*STATED TASK*
Copy the data below word for word, leaving out the pictures.

*RAW RECORDS*

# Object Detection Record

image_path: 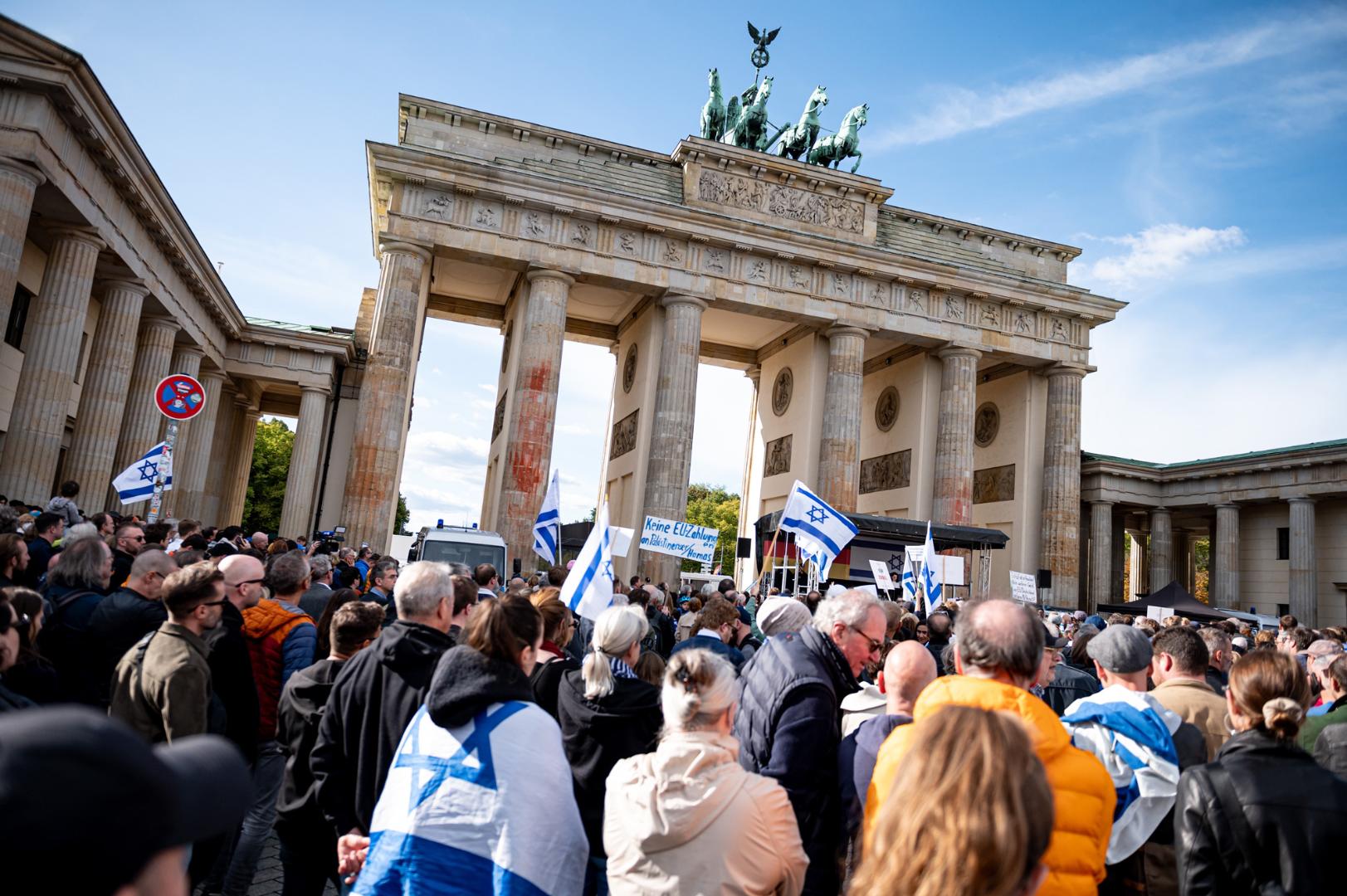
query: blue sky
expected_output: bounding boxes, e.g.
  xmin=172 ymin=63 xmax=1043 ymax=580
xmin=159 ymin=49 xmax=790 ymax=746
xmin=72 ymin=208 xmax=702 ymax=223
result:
xmin=10 ymin=0 xmax=1347 ymax=525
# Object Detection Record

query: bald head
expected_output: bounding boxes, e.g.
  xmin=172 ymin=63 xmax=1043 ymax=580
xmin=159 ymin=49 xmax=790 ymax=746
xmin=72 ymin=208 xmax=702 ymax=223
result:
xmin=956 ymin=600 xmax=1047 ymax=689
xmin=880 ymin=641 xmax=935 ymax=715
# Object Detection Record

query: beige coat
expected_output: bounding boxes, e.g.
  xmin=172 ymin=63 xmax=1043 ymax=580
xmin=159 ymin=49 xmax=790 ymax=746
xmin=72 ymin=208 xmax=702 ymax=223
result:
xmin=603 ymin=732 xmax=809 ymax=896
xmin=1150 ymin=678 xmax=1230 ymax=762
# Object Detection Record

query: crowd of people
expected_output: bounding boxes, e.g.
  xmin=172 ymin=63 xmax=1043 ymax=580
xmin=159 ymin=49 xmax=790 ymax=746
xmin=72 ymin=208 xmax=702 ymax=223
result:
xmin=0 ymin=484 xmax=1347 ymax=896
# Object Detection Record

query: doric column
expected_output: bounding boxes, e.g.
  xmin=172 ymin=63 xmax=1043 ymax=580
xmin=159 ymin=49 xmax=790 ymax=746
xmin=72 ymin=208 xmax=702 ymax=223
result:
xmin=169 ymin=365 xmax=225 ymax=520
xmin=0 ymin=227 xmax=104 ymax=504
xmin=930 ymin=346 xmax=982 ymax=525
xmin=495 ymin=270 xmax=576 ymax=568
xmin=1148 ymin=507 xmax=1174 ymax=594
xmin=1288 ymin=497 xmax=1319 ymax=628
xmin=342 ymin=242 xmax=428 ymax=553
xmin=640 ymin=295 xmax=705 ymax=583
xmin=817 ymin=326 xmax=870 ymax=512
xmin=62 ymin=280 xmax=149 ymax=514
xmin=1038 ymin=367 xmax=1086 ymax=606
xmin=281 ymin=385 xmax=329 ymax=538
xmin=1209 ymin=504 xmax=1239 ymax=607
xmin=1082 ymin=501 xmax=1113 ymax=611
xmin=0 ymin=159 xmax=45 ymax=326
xmin=108 ymin=315 xmax=178 ymax=508
xmin=220 ymin=395 xmax=261 ymax=525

*SOLUTION*
# Object Detection Record

image_path: 
query: blue sky
expected_output: bounding boxes, e.g.
  xmin=172 ymin=63 xmax=1043 ymax=580
xmin=159 ymin=49 xmax=790 ymax=746
xmin=72 ymin=208 xmax=702 ymax=223
result:
xmin=10 ymin=0 xmax=1347 ymax=525
# Object Detection Record

query: bald head
expected_output: bounding boxes, e.g.
  xmin=172 ymin=63 xmax=1043 ymax=580
xmin=159 ymin=49 xmax=790 ymax=746
xmin=72 ymin=208 xmax=702 ymax=223
result:
xmin=956 ymin=600 xmax=1047 ymax=689
xmin=880 ymin=641 xmax=935 ymax=715
# Object Detection Record

query: beige coat
expected_output: bounding boxes, e.g.
  xmin=172 ymin=63 xmax=1043 ymax=580
xmin=159 ymin=49 xmax=790 ymax=746
xmin=72 ymin=208 xmax=702 ymax=223
result:
xmin=603 ymin=732 xmax=809 ymax=896
xmin=1150 ymin=678 xmax=1230 ymax=762
# Object Detection Record

query: crowd of people
expected_output: bounding boxes, e.g.
  xmin=172 ymin=63 xmax=1043 ymax=580
xmin=159 ymin=49 xmax=790 ymax=746
xmin=72 ymin=208 xmax=702 ymax=223
result:
xmin=0 ymin=484 xmax=1347 ymax=896
# Object Detection Record

query: doric column
expected_output: bounding boxes, e.g.
  xmin=172 ymin=63 xmax=1043 ymax=580
xmin=159 ymin=49 xmax=790 ymax=746
xmin=72 ymin=208 xmax=702 ymax=223
result:
xmin=169 ymin=365 xmax=225 ymax=520
xmin=0 ymin=227 xmax=104 ymax=504
xmin=930 ymin=346 xmax=982 ymax=525
xmin=495 ymin=270 xmax=576 ymax=568
xmin=1148 ymin=507 xmax=1174 ymax=594
xmin=1288 ymin=497 xmax=1319 ymax=628
xmin=342 ymin=242 xmax=428 ymax=553
xmin=640 ymin=295 xmax=705 ymax=583
xmin=817 ymin=326 xmax=870 ymax=512
xmin=62 ymin=280 xmax=149 ymax=514
xmin=1038 ymin=367 xmax=1086 ymax=606
xmin=281 ymin=385 xmax=329 ymax=538
xmin=1209 ymin=504 xmax=1239 ymax=607
xmin=1082 ymin=501 xmax=1113 ymax=611
xmin=0 ymin=159 xmax=45 ymax=326
xmin=108 ymin=315 xmax=178 ymax=508
xmin=220 ymin=395 xmax=261 ymax=525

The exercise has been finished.